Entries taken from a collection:
+---+

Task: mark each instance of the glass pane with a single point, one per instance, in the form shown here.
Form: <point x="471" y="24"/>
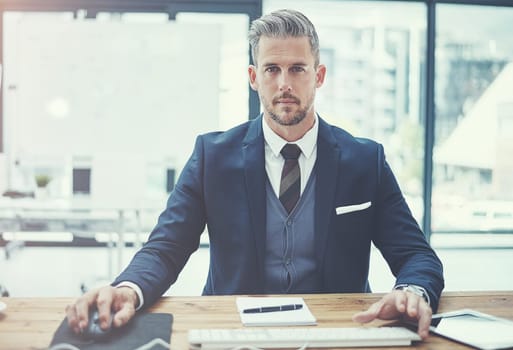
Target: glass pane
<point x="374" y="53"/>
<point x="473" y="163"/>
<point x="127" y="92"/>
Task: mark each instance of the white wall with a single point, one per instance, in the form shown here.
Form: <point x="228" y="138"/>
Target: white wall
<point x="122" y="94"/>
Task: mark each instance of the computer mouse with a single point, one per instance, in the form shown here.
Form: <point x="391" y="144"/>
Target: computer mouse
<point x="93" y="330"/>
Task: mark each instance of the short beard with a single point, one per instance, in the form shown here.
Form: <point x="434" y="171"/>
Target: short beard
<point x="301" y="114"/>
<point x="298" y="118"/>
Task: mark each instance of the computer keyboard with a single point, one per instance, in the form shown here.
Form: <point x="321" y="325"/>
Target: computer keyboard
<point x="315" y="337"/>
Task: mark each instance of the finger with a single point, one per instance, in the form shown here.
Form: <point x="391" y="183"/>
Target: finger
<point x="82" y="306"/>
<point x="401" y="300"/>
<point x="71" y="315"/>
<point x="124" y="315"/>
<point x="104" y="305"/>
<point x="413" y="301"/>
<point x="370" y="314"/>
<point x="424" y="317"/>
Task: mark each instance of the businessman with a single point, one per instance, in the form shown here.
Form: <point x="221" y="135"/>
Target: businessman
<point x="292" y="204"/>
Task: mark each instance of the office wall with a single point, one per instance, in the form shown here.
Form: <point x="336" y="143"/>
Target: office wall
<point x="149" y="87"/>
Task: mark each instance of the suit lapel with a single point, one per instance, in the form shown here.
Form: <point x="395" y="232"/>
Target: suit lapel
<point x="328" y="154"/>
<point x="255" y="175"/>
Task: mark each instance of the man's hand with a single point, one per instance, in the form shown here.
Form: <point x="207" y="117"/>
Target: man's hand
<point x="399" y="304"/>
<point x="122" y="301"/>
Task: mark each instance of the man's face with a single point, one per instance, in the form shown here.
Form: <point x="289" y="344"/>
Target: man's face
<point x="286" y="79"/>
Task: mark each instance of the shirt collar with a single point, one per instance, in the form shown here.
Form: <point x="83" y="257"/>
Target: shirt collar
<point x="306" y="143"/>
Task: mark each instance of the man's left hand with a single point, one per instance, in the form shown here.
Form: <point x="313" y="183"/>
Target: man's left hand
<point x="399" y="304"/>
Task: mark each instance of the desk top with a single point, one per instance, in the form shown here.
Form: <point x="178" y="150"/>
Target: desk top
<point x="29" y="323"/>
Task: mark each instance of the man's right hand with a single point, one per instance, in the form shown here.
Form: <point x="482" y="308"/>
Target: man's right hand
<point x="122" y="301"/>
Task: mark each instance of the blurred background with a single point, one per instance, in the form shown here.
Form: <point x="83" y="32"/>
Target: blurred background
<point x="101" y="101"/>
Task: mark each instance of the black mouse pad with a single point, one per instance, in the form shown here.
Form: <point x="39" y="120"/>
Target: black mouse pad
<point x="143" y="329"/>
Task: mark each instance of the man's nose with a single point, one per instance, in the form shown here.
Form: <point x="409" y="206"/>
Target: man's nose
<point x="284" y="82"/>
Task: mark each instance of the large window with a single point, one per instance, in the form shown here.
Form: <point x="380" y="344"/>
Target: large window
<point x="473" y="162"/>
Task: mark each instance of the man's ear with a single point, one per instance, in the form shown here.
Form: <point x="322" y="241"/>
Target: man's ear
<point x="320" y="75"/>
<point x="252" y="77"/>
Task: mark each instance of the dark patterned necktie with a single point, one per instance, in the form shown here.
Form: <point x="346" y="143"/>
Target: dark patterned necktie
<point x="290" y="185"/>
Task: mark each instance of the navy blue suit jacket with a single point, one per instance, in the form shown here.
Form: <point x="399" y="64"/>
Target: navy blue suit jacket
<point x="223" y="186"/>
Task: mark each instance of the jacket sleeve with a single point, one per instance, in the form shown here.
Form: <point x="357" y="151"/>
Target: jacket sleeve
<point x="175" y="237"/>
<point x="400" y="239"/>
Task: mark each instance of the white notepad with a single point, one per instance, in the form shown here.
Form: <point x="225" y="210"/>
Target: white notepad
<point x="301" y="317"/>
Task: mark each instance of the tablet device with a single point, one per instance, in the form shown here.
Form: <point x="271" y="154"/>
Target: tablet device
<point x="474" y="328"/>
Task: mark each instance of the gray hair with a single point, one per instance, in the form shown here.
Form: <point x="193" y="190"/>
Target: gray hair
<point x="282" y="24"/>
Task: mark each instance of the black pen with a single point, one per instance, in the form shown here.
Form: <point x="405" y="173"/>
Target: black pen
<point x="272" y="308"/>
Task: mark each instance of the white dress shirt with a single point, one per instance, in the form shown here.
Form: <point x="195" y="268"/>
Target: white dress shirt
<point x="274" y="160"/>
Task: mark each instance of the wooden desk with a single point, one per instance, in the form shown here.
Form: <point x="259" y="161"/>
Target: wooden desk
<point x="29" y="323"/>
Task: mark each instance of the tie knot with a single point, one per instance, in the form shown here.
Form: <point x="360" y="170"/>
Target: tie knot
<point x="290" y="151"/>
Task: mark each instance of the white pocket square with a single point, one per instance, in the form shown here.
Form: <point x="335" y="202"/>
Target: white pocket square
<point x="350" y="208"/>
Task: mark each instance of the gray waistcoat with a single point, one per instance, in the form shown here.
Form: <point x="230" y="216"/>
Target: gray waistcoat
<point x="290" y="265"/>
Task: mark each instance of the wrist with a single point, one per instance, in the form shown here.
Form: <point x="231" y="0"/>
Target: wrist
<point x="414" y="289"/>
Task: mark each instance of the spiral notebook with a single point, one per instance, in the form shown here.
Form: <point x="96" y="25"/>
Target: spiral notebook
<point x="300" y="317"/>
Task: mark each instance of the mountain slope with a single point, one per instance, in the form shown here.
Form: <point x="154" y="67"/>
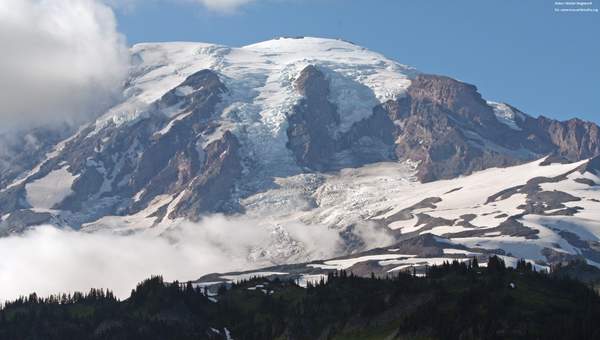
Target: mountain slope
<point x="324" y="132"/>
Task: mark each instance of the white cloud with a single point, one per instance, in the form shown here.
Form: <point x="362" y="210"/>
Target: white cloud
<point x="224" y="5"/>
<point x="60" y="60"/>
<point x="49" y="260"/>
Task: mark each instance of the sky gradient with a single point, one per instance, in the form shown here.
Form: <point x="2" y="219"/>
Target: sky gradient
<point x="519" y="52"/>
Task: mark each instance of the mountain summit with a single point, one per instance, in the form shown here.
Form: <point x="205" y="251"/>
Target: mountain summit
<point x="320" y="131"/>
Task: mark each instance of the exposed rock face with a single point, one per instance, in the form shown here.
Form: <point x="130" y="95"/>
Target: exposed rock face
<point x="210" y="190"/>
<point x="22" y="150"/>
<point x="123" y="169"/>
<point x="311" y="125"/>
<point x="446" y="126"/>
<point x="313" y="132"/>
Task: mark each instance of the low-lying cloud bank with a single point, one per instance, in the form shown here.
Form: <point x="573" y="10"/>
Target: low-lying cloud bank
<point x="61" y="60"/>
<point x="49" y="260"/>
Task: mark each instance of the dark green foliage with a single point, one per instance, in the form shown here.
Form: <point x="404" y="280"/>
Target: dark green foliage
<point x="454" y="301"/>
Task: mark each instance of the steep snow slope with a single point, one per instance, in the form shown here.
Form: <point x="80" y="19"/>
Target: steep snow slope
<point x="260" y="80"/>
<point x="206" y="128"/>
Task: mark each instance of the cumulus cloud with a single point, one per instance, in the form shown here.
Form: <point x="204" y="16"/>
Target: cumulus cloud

+---+

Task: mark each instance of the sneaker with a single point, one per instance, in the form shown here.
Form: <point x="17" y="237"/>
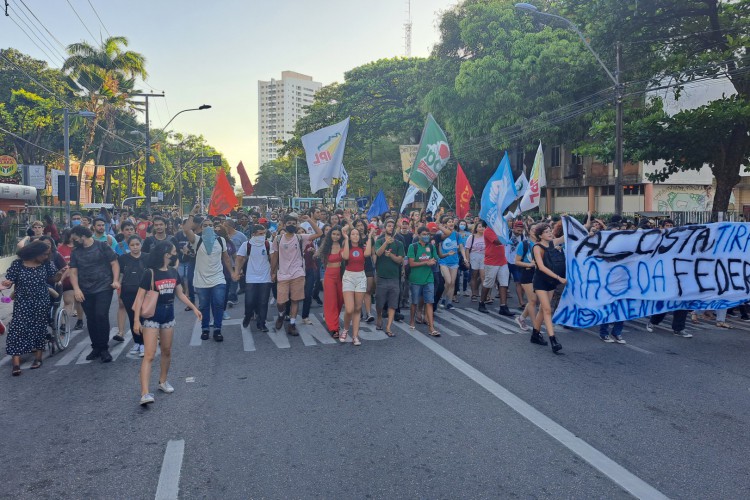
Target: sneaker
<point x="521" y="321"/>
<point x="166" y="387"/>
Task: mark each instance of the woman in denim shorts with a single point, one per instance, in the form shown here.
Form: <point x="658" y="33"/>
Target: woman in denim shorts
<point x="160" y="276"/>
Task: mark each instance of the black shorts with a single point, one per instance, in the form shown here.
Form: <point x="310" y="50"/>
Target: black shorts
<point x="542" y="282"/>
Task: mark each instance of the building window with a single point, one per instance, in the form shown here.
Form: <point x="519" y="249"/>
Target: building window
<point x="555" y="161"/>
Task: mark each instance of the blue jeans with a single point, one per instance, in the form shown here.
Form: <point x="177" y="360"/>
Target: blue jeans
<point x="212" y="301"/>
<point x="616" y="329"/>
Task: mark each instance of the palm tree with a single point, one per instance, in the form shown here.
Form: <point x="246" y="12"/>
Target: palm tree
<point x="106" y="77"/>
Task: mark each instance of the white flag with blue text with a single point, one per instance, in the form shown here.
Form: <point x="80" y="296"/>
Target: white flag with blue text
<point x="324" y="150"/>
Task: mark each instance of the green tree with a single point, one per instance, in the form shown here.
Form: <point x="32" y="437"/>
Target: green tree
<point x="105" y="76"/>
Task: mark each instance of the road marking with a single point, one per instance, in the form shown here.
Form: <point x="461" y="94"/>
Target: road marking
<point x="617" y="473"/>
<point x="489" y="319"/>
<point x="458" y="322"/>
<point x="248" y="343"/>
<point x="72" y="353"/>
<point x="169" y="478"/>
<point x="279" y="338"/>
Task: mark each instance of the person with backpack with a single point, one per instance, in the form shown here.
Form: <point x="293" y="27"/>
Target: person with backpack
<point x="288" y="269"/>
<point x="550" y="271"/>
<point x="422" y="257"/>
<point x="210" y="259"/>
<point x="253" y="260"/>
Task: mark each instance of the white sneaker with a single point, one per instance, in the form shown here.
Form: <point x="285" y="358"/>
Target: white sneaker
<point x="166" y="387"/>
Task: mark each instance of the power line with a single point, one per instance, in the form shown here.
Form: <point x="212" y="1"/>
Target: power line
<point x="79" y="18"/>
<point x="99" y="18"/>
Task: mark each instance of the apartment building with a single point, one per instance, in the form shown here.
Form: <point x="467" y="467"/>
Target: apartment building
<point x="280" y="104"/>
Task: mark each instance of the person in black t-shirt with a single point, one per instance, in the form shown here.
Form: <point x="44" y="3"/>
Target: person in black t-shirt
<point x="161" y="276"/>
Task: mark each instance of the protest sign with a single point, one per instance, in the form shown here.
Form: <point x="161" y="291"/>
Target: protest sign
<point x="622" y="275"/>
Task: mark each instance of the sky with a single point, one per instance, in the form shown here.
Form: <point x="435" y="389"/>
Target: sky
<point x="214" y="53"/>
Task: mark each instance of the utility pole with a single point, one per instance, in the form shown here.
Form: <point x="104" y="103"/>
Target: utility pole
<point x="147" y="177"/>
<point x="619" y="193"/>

+---+

Indicate how many lines in the records above contain the word "cumulus", giving only the number.

2